>> start GIVEN ENTRIES
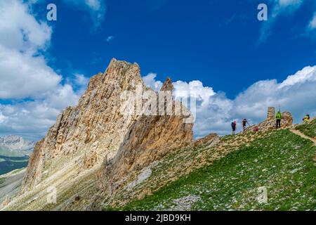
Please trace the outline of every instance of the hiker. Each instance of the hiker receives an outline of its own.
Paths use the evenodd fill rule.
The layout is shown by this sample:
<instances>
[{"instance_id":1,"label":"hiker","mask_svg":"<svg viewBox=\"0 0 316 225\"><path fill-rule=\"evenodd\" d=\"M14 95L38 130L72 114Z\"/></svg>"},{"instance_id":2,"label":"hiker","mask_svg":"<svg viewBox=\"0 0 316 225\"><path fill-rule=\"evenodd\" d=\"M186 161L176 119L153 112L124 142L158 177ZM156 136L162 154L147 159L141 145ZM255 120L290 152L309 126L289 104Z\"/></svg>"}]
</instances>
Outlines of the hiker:
<instances>
[{"instance_id":1,"label":"hiker","mask_svg":"<svg viewBox=\"0 0 316 225\"><path fill-rule=\"evenodd\" d=\"M277 119L277 129L281 128L281 119L282 117L280 110L277 111L277 115L275 117Z\"/></svg>"},{"instance_id":2,"label":"hiker","mask_svg":"<svg viewBox=\"0 0 316 225\"><path fill-rule=\"evenodd\" d=\"M235 135L235 132L236 131L236 128L237 128L236 121L232 122L232 135Z\"/></svg>"},{"instance_id":3,"label":"hiker","mask_svg":"<svg viewBox=\"0 0 316 225\"><path fill-rule=\"evenodd\" d=\"M249 123L248 122L248 121L247 121L246 119L242 120L242 129L244 129L244 131L245 129L246 129L246 127L247 126L247 124L248 124L248 125L250 126L250 124L249 124Z\"/></svg>"},{"instance_id":4,"label":"hiker","mask_svg":"<svg viewBox=\"0 0 316 225\"><path fill-rule=\"evenodd\" d=\"M306 115L305 116L304 118L303 118L303 121L305 123L307 123L307 122L310 120L310 115L308 114L308 115Z\"/></svg>"}]
</instances>

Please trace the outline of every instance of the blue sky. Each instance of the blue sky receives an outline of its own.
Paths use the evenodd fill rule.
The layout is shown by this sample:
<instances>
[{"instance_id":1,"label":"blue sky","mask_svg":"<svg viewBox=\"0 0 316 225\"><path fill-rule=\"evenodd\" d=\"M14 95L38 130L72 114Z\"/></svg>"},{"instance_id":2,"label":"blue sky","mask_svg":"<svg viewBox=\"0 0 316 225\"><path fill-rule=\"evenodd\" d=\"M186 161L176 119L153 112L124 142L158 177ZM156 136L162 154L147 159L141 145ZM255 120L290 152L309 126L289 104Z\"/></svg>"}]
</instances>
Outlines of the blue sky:
<instances>
[{"instance_id":1,"label":"blue sky","mask_svg":"<svg viewBox=\"0 0 316 225\"><path fill-rule=\"evenodd\" d=\"M145 0L107 1L104 21L90 32L88 12L57 1L58 20L50 22L52 66L91 76L117 58L137 62L144 75L198 79L233 98L258 79L283 80L315 62L316 41L304 36L312 15L308 4L294 16L280 16L271 36L258 44L265 22L256 18L258 1L157 1L160 7Z\"/></svg>"},{"instance_id":2,"label":"blue sky","mask_svg":"<svg viewBox=\"0 0 316 225\"><path fill-rule=\"evenodd\" d=\"M48 3L0 4L0 15L1 7L12 10L0 15L0 81L7 84L1 86L0 135L41 137L112 58L138 63L149 86L169 76L176 88L196 91L204 103L197 137L227 134L230 122L243 117L258 122L270 105L290 110L296 122L316 112L312 0L49 1L57 6L57 21L46 20ZM268 6L268 21L257 19L259 3ZM18 77L7 62L29 68ZM294 96L308 100L290 105Z\"/></svg>"}]
</instances>

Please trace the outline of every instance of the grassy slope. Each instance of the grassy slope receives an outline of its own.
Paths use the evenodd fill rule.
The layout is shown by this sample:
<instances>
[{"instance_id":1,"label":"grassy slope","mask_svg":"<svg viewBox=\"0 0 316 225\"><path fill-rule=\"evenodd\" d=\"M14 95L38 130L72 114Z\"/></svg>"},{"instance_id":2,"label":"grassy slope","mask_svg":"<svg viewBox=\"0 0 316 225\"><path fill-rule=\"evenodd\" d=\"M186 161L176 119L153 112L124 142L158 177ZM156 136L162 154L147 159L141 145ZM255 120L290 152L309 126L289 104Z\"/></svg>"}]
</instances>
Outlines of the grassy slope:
>> end GIVEN ENTRIES
● **INSTRUCTION**:
Copy the lines above verbatim, omitting the pictures from your answer.

● **SOLUTION BELOW**:
Please trace the outline of every instance of the hiker. Each instance of the hiker receives an outline of its own.
Paths use the evenodd fill rule.
The layout is shown by this sample:
<instances>
[{"instance_id":1,"label":"hiker","mask_svg":"<svg viewBox=\"0 0 316 225\"><path fill-rule=\"evenodd\" d=\"M14 95L38 130L72 114Z\"/></svg>"},{"instance_id":2,"label":"hiker","mask_svg":"<svg viewBox=\"0 0 316 225\"><path fill-rule=\"evenodd\" d=\"M186 161L176 119L153 112L124 142L158 177ZM156 136L162 154L147 159L141 145ZM255 120L290 152L309 126L289 104Z\"/></svg>"}]
</instances>
Outlines of the hiker:
<instances>
[{"instance_id":1,"label":"hiker","mask_svg":"<svg viewBox=\"0 0 316 225\"><path fill-rule=\"evenodd\" d=\"M277 119L277 129L281 128L281 119L282 117L280 110L277 111L277 115L275 117Z\"/></svg>"},{"instance_id":2,"label":"hiker","mask_svg":"<svg viewBox=\"0 0 316 225\"><path fill-rule=\"evenodd\" d=\"M235 135L235 132L236 131L236 128L237 128L236 121L232 122L232 135Z\"/></svg>"},{"instance_id":3,"label":"hiker","mask_svg":"<svg viewBox=\"0 0 316 225\"><path fill-rule=\"evenodd\" d=\"M249 123L248 122L248 121L247 121L246 119L242 120L242 129L244 129L244 131L245 129L246 129L246 127L247 126L247 124L248 124L248 125L250 126L250 124L249 124Z\"/></svg>"},{"instance_id":4,"label":"hiker","mask_svg":"<svg viewBox=\"0 0 316 225\"><path fill-rule=\"evenodd\" d=\"M306 115L305 116L304 118L303 118L303 121L305 123L307 123L307 122L310 120L310 115L308 114L308 115Z\"/></svg>"}]
</instances>

Please trace the outline of every instance of the blue sky. Each instance of the blue sky receives an outline of its own.
Paths use the evenodd fill rule.
The layout is shown by this sample:
<instances>
[{"instance_id":1,"label":"blue sky","mask_svg":"<svg viewBox=\"0 0 316 225\"><path fill-rule=\"evenodd\" d=\"M14 95L38 130L72 114Z\"/></svg>"},{"instance_id":2,"label":"blue sky","mask_svg":"<svg viewBox=\"0 0 316 225\"><path fill-rule=\"evenodd\" d=\"M186 161L176 119L153 112L124 142L158 177ZM156 136L162 154L147 159L141 145ZM255 120L290 152L309 126L289 104Z\"/></svg>"}]
</instances>
Outlines of the blue sky:
<instances>
[{"instance_id":1,"label":"blue sky","mask_svg":"<svg viewBox=\"0 0 316 225\"><path fill-rule=\"evenodd\" d=\"M145 0L107 1L104 21L90 32L88 12L57 1L58 20L50 22L52 66L91 76L117 58L137 62L144 75L198 79L233 98L258 79L283 80L315 62L316 41L304 36L312 15L308 4L294 16L280 16L271 36L258 44L265 22L256 18L258 1L157 1L160 7Z\"/></svg>"},{"instance_id":2,"label":"blue sky","mask_svg":"<svg viewBox=\"0 0 316 225\"><path fill-rule=\"evenodd\" d=\"M48 3L0 4L0 15L1 7L12 10L0 15L0 81L7 84L1 86L0 135L41 137L112 58L138 63L149 86L169 76L176 88L196 91L204 103L197 137L227 134L230 122L243 117L258 122L270 105L290 110L296 122L316 112L312 0L49 1L57 6L57 21L46 20ZM268 6L268 21L257 19L259 3ZM18 77L7 62L29 68ZM294 96L308 100L290 105Z\"/></svg>"}]
</instances>

Please trace the outline of every instance of the grassy slope. Each instance of the grassy slope receives an outline of its own.
Paths use the evenodd fill rule.
The layout is shown by this sample:
<instances>
[{"instance_id":1,"label":"grassy slope","mask_svg":"<svg viewBox=\"0 0 316 225\"><path fill-rule=\"evenodd\" d=\"M14 95L38 130L72 114Z\"/></svg>"},{"instance_id":2,"label":"grassy slope","mask_svg":"<svg viewBox=\"0 0 316 225\"><path fill-rule=\"evenodd\" d=\"M186 161L176 119L153 112L124 142L158 177ZM156 136L162 154L147 159L141 145ZM255 120L290 152L309 126L289 104Z\"/></svg>"}]
</instances>
Outlines of the grassy slope:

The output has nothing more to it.